DIRECTIONS → Lay out the lines of the entries below as a JSON list of strings, one string per line with blank lines dropped, starting with the line that contains "Indicate each instance of the red dot" and going on through the line that contains "column 328, row 415", both included.

Stored records
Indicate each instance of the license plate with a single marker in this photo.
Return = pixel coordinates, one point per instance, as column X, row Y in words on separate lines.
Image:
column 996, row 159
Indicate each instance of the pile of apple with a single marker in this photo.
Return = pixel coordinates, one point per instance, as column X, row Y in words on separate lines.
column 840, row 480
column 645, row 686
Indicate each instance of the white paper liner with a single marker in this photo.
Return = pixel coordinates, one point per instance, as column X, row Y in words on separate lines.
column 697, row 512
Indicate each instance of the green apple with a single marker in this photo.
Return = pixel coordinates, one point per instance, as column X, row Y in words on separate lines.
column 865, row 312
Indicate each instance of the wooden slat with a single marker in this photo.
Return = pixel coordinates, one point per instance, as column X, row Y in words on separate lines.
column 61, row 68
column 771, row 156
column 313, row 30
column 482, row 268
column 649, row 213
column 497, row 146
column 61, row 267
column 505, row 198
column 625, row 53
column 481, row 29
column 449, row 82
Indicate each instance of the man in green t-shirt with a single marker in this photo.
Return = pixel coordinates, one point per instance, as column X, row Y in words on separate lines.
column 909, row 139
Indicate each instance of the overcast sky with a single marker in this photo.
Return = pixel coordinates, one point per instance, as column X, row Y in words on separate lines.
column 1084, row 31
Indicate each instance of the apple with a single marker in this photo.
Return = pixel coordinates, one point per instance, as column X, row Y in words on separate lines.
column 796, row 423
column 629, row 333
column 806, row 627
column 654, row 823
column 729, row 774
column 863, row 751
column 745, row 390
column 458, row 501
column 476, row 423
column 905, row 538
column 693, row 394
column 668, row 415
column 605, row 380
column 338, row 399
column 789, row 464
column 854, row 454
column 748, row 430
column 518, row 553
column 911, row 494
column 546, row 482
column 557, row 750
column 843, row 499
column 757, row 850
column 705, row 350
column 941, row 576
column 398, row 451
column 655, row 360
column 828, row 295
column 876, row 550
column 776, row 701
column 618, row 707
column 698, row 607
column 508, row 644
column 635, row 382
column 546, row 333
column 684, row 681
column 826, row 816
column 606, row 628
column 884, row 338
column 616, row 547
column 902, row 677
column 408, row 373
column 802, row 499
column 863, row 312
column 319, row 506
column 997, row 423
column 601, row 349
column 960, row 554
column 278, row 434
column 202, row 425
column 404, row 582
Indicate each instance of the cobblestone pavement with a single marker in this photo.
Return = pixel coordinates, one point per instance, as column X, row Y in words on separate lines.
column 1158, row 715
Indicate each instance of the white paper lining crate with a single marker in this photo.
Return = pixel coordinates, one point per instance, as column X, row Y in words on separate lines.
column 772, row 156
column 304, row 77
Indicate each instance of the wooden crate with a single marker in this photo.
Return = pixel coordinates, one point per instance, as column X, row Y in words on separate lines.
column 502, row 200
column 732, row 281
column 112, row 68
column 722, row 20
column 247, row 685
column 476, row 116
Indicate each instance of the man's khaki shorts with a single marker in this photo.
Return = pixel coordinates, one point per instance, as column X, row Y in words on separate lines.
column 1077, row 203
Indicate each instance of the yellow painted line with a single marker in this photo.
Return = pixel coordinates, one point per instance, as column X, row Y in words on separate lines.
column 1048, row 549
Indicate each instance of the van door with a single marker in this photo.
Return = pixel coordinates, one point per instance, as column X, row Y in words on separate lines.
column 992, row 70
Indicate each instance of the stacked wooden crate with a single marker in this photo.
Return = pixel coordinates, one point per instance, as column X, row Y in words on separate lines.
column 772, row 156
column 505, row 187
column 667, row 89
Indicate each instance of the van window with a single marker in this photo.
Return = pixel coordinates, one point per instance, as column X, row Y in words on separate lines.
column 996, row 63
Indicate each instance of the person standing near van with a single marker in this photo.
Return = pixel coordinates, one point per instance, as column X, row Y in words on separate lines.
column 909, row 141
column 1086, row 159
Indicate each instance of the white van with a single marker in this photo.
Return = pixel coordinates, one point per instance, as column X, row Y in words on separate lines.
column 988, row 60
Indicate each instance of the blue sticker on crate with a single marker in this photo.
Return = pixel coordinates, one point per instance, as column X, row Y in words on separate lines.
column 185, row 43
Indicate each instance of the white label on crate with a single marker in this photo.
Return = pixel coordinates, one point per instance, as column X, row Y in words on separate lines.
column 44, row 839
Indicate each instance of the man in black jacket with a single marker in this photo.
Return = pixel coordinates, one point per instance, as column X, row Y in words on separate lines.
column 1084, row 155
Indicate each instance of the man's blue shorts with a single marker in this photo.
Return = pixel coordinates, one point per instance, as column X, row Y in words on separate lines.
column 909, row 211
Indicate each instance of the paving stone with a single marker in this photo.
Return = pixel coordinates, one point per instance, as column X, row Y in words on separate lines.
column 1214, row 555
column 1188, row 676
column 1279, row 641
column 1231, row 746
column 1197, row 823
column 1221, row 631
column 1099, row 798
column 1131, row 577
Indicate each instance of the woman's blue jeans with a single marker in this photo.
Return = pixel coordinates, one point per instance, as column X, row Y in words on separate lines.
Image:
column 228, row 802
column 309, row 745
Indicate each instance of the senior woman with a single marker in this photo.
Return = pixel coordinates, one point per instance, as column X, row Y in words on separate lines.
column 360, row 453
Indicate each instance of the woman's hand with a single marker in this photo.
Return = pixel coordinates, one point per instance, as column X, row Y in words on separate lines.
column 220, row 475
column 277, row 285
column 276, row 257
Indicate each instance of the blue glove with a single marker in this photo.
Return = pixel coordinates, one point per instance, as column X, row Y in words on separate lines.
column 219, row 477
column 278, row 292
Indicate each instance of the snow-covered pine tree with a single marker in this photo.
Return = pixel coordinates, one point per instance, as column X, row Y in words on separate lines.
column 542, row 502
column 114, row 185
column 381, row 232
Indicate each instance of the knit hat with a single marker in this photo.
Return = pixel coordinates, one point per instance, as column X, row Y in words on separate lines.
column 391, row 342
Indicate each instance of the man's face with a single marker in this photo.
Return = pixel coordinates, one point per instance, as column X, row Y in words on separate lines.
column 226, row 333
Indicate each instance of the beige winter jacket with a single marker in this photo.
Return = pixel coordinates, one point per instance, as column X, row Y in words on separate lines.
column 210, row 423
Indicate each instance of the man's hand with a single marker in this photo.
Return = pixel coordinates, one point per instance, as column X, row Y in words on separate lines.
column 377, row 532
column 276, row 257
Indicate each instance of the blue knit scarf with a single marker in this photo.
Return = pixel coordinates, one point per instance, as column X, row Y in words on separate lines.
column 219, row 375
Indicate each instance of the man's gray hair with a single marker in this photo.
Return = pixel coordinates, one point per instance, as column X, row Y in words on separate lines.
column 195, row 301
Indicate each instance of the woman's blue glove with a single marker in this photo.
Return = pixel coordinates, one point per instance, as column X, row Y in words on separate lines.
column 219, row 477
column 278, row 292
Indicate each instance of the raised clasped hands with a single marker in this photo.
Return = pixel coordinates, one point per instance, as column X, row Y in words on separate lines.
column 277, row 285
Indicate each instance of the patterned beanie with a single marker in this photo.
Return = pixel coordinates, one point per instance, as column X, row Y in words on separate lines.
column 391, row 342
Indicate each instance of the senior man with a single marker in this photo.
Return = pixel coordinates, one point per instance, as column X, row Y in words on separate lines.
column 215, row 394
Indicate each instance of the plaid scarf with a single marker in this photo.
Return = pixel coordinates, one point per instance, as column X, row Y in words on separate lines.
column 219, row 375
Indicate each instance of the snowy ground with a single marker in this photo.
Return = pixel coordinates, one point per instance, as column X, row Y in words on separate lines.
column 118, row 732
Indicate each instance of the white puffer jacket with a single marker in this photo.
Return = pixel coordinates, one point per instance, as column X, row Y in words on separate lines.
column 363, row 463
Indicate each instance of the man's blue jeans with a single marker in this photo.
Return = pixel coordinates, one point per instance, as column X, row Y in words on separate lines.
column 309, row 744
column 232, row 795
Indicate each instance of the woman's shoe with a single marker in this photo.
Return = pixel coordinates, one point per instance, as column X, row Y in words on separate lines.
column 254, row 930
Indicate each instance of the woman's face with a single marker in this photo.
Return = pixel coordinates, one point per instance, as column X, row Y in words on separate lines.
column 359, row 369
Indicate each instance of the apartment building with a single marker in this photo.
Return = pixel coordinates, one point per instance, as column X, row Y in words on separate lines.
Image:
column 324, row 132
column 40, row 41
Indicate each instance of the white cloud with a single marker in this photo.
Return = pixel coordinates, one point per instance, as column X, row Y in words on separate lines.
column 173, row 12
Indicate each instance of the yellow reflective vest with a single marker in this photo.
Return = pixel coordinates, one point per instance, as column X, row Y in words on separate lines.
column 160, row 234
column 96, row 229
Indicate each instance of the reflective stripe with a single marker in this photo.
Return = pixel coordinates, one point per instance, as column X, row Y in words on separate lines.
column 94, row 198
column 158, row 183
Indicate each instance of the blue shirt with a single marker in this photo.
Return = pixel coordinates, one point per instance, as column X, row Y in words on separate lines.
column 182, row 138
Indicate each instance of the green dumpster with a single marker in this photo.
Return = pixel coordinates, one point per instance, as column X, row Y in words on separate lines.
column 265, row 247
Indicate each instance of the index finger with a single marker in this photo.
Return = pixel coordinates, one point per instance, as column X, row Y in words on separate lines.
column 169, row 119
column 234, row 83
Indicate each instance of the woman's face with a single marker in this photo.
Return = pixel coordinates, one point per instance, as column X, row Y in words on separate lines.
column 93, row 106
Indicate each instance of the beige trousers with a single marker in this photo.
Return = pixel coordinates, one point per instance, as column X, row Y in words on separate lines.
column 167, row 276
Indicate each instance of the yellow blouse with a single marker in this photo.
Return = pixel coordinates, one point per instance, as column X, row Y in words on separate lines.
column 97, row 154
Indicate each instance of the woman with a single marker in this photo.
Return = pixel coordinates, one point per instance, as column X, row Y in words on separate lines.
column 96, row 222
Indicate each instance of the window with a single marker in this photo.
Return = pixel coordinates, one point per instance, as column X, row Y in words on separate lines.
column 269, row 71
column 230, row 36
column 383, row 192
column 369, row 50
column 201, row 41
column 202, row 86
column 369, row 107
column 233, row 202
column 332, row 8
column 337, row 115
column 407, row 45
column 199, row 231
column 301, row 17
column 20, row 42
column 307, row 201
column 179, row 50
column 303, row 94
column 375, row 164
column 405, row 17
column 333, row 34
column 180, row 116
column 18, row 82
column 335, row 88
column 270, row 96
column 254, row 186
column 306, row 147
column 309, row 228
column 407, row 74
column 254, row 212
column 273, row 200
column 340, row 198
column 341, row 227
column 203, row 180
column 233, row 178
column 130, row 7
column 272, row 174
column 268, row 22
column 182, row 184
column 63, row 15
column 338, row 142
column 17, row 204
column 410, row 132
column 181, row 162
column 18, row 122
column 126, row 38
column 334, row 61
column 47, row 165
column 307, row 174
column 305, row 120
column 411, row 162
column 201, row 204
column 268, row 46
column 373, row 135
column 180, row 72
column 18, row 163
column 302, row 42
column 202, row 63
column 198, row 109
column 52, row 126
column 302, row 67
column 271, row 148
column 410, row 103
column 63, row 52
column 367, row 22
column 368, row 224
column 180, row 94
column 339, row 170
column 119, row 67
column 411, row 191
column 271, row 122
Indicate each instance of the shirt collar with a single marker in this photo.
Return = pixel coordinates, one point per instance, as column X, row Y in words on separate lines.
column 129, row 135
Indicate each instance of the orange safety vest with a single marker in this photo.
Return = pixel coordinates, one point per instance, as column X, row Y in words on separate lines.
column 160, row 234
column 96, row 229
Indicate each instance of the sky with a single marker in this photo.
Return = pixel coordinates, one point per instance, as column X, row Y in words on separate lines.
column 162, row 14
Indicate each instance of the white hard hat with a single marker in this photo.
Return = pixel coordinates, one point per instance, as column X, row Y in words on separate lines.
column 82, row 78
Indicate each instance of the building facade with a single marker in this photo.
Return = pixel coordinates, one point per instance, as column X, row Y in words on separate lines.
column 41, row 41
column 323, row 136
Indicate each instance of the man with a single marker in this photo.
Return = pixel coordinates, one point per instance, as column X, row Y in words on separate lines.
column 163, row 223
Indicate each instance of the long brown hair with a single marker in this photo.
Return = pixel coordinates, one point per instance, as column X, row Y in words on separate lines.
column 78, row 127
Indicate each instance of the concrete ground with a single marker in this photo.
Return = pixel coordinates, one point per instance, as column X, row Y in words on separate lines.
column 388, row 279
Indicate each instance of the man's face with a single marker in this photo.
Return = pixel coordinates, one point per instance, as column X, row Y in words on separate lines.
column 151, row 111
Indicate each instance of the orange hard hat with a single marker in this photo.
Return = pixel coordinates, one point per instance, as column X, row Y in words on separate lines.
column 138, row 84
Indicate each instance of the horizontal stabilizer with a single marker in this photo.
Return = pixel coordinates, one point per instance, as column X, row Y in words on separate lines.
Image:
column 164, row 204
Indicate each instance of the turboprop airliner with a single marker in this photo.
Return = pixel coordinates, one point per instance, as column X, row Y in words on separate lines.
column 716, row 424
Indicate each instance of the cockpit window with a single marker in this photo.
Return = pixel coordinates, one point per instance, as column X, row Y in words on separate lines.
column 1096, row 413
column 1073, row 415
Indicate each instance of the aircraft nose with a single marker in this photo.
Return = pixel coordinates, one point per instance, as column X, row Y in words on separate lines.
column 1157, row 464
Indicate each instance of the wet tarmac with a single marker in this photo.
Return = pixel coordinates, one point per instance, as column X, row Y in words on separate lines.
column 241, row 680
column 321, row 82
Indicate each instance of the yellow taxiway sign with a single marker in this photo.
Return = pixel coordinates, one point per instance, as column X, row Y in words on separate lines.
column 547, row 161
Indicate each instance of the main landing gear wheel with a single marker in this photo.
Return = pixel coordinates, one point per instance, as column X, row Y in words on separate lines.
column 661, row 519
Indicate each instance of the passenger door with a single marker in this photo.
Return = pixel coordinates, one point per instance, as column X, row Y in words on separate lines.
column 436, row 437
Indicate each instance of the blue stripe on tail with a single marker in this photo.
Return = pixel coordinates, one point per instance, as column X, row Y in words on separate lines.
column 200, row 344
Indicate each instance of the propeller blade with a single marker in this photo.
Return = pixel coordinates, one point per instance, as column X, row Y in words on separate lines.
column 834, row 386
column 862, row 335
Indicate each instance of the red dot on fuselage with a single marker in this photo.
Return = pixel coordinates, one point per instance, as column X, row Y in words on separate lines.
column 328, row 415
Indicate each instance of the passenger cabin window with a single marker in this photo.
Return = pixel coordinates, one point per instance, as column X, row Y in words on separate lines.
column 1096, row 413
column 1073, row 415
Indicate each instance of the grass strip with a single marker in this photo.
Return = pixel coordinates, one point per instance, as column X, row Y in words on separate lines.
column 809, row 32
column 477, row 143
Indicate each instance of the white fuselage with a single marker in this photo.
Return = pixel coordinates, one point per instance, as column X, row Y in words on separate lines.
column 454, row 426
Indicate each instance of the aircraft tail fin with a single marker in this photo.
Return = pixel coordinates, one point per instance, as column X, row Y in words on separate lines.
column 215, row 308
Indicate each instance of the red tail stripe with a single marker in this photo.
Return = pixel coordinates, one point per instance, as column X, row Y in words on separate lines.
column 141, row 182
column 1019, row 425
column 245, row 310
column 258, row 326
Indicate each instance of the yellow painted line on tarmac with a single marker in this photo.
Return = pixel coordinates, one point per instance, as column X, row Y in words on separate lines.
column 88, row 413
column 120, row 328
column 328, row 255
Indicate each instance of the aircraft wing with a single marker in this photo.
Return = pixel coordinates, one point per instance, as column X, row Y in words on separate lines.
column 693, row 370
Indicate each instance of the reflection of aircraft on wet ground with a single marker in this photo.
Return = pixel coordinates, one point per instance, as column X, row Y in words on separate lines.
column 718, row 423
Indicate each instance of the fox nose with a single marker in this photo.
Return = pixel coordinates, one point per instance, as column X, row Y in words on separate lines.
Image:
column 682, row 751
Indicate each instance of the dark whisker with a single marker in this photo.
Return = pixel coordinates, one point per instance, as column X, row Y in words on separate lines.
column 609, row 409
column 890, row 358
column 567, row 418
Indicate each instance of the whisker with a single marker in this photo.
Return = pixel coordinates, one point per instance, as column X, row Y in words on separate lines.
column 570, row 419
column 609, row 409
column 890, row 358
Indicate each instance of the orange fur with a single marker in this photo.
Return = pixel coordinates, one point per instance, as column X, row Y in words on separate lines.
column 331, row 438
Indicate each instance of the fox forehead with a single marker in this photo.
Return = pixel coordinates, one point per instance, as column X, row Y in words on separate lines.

EXERCISE ANSWER →
[
  "Indicate each instance of the red dot on fuselage with a single marker in this photo.",
  "Return = pixel coordinates, one point per instance, as column X, row Y in words on separate lines.",
  "column 328, row 415"
]